▸ Directions: A faithful copy of the entries is needed, one that leaves out the pictures.

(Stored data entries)
"""

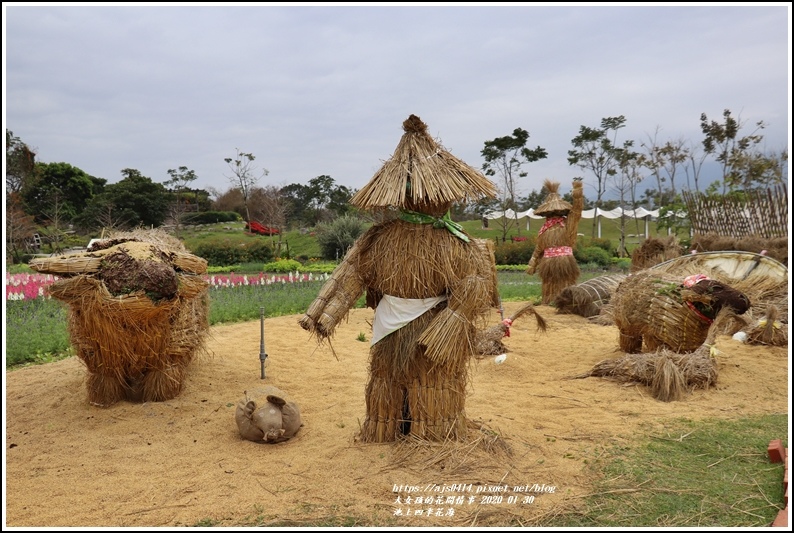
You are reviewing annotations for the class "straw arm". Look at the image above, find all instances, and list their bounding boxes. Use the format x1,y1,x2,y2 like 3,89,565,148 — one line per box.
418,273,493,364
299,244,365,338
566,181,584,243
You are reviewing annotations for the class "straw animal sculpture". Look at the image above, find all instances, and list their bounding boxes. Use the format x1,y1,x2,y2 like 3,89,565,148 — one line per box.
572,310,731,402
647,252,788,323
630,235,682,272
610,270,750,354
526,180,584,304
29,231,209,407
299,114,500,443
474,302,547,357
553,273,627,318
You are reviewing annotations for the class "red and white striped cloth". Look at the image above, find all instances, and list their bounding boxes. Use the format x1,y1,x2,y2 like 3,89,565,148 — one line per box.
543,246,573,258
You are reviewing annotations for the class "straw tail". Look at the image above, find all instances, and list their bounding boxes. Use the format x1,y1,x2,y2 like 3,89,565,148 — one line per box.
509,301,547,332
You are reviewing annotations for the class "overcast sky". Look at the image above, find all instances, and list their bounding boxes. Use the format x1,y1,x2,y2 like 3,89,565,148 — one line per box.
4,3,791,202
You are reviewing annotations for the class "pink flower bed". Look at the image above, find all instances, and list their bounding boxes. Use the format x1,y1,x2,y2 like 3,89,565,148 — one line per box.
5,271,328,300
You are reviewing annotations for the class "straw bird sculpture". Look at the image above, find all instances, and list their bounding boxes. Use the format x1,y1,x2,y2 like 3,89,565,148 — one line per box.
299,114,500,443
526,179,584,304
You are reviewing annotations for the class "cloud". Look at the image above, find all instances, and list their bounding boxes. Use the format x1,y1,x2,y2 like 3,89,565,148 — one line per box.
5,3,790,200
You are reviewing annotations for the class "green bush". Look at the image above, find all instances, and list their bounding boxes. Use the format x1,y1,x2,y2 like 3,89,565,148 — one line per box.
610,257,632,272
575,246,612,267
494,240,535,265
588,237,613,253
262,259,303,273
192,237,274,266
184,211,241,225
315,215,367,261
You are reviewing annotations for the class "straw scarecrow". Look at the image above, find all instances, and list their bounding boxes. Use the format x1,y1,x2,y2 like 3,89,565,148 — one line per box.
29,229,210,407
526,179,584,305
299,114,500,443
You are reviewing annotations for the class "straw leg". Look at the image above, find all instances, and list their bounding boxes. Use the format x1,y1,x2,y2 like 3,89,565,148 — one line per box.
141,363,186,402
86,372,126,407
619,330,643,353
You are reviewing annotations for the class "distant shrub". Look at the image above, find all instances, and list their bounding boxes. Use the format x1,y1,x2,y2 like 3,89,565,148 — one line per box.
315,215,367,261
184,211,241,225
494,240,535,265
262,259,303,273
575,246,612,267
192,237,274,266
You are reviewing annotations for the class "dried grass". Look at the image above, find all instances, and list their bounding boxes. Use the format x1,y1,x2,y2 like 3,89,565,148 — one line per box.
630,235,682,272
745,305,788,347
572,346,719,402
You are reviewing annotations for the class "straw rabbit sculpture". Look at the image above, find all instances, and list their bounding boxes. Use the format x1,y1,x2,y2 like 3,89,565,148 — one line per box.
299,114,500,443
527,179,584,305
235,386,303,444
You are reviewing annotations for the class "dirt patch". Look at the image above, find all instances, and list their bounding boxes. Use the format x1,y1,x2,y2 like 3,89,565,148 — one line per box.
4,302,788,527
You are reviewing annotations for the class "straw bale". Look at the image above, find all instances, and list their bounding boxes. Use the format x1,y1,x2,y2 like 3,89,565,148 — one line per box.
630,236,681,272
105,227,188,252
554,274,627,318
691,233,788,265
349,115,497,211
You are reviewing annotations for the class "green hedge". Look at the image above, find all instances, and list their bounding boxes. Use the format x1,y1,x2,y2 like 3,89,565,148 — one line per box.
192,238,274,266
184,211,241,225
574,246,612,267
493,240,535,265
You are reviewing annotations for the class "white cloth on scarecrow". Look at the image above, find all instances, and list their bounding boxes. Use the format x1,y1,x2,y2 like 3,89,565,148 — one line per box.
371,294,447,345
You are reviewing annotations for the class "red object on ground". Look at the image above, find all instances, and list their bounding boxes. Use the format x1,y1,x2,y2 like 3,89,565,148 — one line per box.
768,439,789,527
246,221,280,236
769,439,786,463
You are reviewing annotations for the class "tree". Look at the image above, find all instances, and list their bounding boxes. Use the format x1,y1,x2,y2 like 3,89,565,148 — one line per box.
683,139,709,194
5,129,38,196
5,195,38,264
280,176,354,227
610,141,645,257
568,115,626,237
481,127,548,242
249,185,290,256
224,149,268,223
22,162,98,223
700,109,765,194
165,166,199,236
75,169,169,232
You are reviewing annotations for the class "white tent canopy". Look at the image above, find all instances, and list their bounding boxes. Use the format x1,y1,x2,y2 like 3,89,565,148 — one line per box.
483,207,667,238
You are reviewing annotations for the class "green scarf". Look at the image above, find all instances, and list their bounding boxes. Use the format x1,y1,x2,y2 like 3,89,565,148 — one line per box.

"""

▸ Completed exercise:
You are reviewing annotations for the class "straw arm". Look at the image above, find all instances, and list their bounding boxes. Use the format x1,y1,x2,y2 like 3,89,565,148 — one line per box.
418,273,493,364
299,244,365,338
566,181,584,243
You are reviewing annotations for the class "straw animal sculpture". Look at the image above, find all instances, and list their bounding boxes. Use the format x1,y1,x2,y2 like 3,89,565,148 — one line per box.
572,310,731,402
647,252,788,323
630,235,682,272
610,270,750,354
526,180,584,304
29,231,209,407
299,114,500,443
474,302,547,357
553,273,627,318
You are reviewing annotations for the class "red and white striped cloth". Look at the image above, find all instances, and list their bounding boxes. Use the format x1,y1,x2,y2 like 3,89,565,148 — one line per box.
543,246,573,258
You are reviewing annotations for the class "straw tail". Look at the image above, find all instances, and list their bounding boxes. Use the format x1,y1,x2,y2 like 3,89,565,148 — one line per box.
509,301,547,332
You are reviewing annotations for the class "overcast sky". Look at the image above, find all instances, and list their bounding boxes. Use the format x1,y1,x2,y2 like 3,89,565,148 — one line per box.
4,3,791,202
You are reviewing annotations for the class "pink flower bed". Look at the image above, find all instances, and list their bounding boxes. Use the format x1,y1,x2,y2 like 3,89,565,148 — one line per box.
5,271,328,300
You are reviewing annotations for the class "straw bird sculpture". Look at the image above, find all instances, and list their bounding boxes. Use the format x1,y1,x2,y2 like 3,89,565,148 — one line per box.
299,114,500,443
526,179,584,304
You are reviewing annotations for the class "cloud". Look at the image above, find all instances, and list their bounding boxes. Use the format x1,y1,x2,y2 like 3,89,565,148 — one line per box.
5,3,790,200
You are reviewing annotations for the class "green bush". Look at the image above, find all instances, and list their bounding boxes. Use the format x1,y1,x2,y2 like 3,89,565,148 — one line per box.
610,257,632,272
575,246,612,267
494,240,535,265
588,237,613,253
262,259,303,273
192,237,274,266
184,211,241,225
315,215,367,261
You are reviewing annotations for the class "straw scarecrow". Look at the image above, find all instances, and list their bounding boxes. Use the format x1,y1,x2,y2 like 3,89,565,148 — one line per box.
29,229,210,407
526,179,584,305
299,114,500,443
You are reviewing annotations for the class "straw leg". Look at the image above, find all instances, and list their bounding boxes. Use the format x1,y1,x2,y2 like 3,89,565,148 — one line per box.
141,363,186,402
86,372,126,407
619,330,643,353
You are reviewing annotations for the class "distant shrub". Look at the image above, find all instances, and list their bounding boxes. Use the format x1,y1,x2,y2 like 3,89,565,148 — one line per box.
315,215,367,261
184,211,241,225
494,240,535,265
262,259,303,273
575,246,612,267
192,237,274,266
You are reviewing annotations for the class "dried grass". Look at the image above, find all instances, and list their bounding boxes. Use the format x1,y1,x2,y2 like 3,89,565,148 — one line per box.
630,235,682,272
745,305,788,347
572,346,719,402
You are reviewing annotations for the class "straw rabbit sculpture". Look at the image above, find all instances, and list their bounding boxes. Use the format x1,y1,x2,y2 like 3,89,565,148 — one line per box.
299,114,500,443
527,179,584,305
235,386,303,444
You are reviewing annotations for the class "dirt patch". Look at the image above, find all instances, and list their bounding boxes. Use the format x1,y1,x2,y2 like 3,89,565,148 — one line per box.
4,302,788,527
You are reviewing annotations for the class "straw bale". Look at the image above, find all instances, and list their bounding boxes. Use the format x1,y1,x2,y2 like 3,89,565,148 — one line per box.
630,236,681,272
105,227,188,252
554,274,627,318
691,233,788,265
349,115,497,211
You are reviewing annotations for the class "green hedge". Look at the image above, find all instances, and list their bounding boxes. Use the format x1,y1,x2,y2 like 3,89,565,148 — one line per box.
192,238,274,266
184,211,241,225
574,246,612,267
493,240,535,265
You are reviewing annotations for the class "white cloth on scarecrow". Look at the image above, find all instances, and list their bounding boxes. Use the format x1,y1,x2,y2 like 3,89,565,148 — one line per box.
371,294,447,345
You are reviewing annotations for the class "red object on ground". Look at the image above, find all instances, and list their bounding boxes. Use the format x1,y1,x2,y2 like 3,89,565,148 — one line per box.
768,439,789,527
246,221,280,236
769,439,786,463
You are reviewing annotations for the class "tree". Look at the image above, find all instances, and list their bounding boxes. Use the format x1,y1,x2,y2 like 3,89,565,148 — one line per box.
683,139,709,194
5,129,38,196
5,195,38,264
280,176,354,227
610,141,645,257
568,115,626,237
481,127,548,242
249,185,290,256
224,149,268,223
22,162,98,223
700,109,765,194
165,166,199,236
75,169,169,232
You are reviewing annotations for the class "white tent canopy". Look at the image above, find all instances, and list their bounding boxes. Use the format x1,y1,x2,y2 like 3,89,565,148 — one line per box.
483,207,667,238
You are reviewing annotations for the class "green scarf". Look at the image above, find all instances, and list their bounding boxes. Use the format x1,y1,x2,y2 like 3,89,565,148 — one line per box.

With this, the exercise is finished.